**Your objective**
Exactly the lines below from the one with "TARGET = football helmet" up to and including the one with "TARGET = blue and white banner" make up the answer, with nothing else added.

**Record extracts**
====

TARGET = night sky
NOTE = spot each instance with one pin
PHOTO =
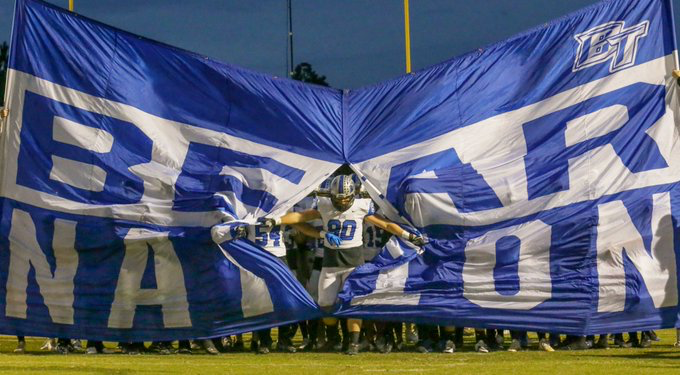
(352, 42)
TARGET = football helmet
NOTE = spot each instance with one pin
(342, 192)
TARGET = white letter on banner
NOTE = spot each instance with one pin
(171, 293)
(535, 283)
(56, 289)
(616, 233)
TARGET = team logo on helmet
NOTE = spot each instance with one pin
(342, 192)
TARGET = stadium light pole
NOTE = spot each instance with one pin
(289, 61)
(407, 34)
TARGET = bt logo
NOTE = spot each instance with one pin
(610, 41)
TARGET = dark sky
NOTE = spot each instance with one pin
(353, 42)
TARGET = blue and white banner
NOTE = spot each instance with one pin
(545, 171)
(119, 154)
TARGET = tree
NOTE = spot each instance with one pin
(4, 48)
(304, 72)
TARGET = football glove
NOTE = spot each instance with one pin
(332, 239)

====

**Solution to this problem**
TARGET = football helmet
NOTE = spot each instance with one pin
(342, 192)
TARGET = white letter on banner
NOTE = spot each instance with one pin
(171, 293)
(535, 283)
(56, 289)
(616, 233)
TARGET = team logo on helmet
NOTE = spot each instance with one pin
(342, 192)
TARGET = stadium light pole
NOTE = spot each instance with one pin
(289, 61)
(407, 34)
TARGET = bt logo
NOTE = spot each instance with one pin
(610, 41)
TARGET = dark sky
NOTE = spot each instance with one pin
(353, 42)
TARGET = blue and white banner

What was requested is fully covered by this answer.